» STATED GOAL:
Output every line from the beginning of the data through the line containing "[[[327,310],[335,311],[338,308],[338,296],[324,296],[324,300]]]", both included, as a JSON list of strings with one string per line and blank lines omitted.

» GIVEN DATA:
------------------------------------------------------------
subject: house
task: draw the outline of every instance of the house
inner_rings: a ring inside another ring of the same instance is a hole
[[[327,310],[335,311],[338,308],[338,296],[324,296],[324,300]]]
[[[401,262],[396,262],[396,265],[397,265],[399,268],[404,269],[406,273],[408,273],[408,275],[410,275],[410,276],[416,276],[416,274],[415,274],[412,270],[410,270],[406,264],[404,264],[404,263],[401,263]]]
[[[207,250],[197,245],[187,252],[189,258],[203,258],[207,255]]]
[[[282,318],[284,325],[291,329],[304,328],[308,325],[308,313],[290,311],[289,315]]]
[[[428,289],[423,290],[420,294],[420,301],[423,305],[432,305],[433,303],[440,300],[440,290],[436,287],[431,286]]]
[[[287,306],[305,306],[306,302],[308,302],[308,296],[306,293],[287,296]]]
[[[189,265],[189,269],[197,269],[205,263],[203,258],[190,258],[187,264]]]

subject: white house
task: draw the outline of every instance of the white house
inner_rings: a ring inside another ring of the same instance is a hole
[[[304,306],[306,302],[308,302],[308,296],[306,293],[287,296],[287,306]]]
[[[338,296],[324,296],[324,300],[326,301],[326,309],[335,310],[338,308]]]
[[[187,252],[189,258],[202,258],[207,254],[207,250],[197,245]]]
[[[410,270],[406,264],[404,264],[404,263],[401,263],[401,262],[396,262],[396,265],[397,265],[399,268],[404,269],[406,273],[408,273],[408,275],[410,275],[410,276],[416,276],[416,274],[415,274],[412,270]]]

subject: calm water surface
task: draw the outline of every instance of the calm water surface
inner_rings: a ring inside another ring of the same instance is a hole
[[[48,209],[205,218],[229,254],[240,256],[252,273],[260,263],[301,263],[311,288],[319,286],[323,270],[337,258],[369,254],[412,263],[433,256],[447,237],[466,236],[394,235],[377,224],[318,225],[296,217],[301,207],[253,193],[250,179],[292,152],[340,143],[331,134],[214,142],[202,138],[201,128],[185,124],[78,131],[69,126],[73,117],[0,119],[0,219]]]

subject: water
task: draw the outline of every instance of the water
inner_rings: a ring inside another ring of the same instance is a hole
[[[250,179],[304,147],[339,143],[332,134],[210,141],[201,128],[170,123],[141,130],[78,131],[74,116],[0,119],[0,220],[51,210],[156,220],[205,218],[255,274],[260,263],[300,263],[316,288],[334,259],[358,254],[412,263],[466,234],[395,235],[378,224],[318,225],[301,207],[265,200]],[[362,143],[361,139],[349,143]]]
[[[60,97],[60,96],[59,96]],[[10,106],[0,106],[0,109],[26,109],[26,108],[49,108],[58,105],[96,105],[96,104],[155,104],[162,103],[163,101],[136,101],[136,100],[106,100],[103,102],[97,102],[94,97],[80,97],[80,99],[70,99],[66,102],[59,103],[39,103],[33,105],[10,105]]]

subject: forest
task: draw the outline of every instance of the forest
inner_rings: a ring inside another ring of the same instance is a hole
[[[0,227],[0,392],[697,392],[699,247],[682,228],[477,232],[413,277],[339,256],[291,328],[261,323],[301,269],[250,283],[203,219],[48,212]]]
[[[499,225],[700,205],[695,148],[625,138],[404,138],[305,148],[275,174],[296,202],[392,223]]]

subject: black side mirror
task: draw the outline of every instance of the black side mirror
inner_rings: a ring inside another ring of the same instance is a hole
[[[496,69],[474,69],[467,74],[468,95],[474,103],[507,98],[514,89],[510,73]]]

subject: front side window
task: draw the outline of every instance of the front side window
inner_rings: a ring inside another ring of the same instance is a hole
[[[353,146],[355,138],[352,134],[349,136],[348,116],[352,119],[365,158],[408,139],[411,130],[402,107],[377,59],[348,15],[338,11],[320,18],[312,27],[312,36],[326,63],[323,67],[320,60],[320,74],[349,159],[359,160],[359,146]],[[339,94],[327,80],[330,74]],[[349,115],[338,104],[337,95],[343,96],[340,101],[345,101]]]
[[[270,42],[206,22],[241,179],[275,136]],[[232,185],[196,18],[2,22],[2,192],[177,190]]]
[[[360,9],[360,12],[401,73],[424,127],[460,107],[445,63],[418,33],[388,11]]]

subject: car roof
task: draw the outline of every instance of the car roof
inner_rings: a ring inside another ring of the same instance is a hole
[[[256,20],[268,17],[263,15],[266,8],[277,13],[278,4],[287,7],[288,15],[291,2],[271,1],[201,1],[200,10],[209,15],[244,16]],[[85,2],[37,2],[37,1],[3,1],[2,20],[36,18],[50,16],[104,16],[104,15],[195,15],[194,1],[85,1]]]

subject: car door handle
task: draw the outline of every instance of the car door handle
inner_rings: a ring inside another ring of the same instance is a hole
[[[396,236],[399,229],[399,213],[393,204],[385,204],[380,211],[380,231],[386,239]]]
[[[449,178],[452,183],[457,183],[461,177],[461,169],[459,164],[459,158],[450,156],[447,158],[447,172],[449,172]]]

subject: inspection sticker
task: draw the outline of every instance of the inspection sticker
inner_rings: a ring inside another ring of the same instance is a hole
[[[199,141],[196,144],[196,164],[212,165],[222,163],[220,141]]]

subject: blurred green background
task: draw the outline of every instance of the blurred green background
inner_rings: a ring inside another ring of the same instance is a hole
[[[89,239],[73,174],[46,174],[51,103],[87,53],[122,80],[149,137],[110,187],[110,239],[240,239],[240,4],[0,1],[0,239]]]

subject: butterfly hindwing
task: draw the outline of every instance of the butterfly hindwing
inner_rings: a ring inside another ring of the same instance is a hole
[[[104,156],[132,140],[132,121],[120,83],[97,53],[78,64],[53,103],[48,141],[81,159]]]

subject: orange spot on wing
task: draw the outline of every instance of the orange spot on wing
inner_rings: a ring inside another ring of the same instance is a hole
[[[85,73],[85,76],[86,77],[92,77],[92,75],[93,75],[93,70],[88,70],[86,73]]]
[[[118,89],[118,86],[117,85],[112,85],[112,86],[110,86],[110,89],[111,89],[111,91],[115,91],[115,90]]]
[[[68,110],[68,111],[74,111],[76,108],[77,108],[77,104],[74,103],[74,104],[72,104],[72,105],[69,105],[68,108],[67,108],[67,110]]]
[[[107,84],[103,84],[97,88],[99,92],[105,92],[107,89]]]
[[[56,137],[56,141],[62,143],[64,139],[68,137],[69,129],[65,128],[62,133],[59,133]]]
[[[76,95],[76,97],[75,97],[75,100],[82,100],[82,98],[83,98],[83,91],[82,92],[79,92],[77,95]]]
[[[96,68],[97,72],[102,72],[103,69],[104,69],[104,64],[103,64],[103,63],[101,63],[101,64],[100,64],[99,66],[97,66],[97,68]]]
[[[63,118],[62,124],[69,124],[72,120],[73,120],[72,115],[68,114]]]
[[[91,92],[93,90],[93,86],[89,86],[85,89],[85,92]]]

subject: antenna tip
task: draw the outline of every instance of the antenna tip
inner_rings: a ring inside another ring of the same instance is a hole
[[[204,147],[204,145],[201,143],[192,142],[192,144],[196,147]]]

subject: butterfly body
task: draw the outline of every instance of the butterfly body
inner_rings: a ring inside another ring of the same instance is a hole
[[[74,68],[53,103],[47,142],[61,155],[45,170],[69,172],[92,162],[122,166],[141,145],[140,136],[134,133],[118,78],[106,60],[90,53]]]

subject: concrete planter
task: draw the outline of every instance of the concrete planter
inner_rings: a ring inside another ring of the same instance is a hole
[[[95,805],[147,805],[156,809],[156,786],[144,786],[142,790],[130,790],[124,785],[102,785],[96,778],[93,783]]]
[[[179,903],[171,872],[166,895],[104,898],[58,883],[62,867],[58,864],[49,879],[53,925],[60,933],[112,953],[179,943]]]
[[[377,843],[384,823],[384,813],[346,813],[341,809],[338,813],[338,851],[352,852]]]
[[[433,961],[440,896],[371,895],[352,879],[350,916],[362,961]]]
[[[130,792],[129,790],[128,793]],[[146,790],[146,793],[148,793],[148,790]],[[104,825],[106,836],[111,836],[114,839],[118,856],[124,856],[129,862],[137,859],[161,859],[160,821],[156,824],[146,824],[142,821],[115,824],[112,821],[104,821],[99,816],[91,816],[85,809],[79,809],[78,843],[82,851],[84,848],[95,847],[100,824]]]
------------------------------------------------------------
» ANSWER TO THIS TASK:
[
  "subject: house",
  "task: draw the outline of every instance of the house",
  "inner_rings: a ring inside another ring of the same instance is a hole",
  "[[[327,310],[335,311],[338,308],[338,296],[324,296],[324,300]]]"
]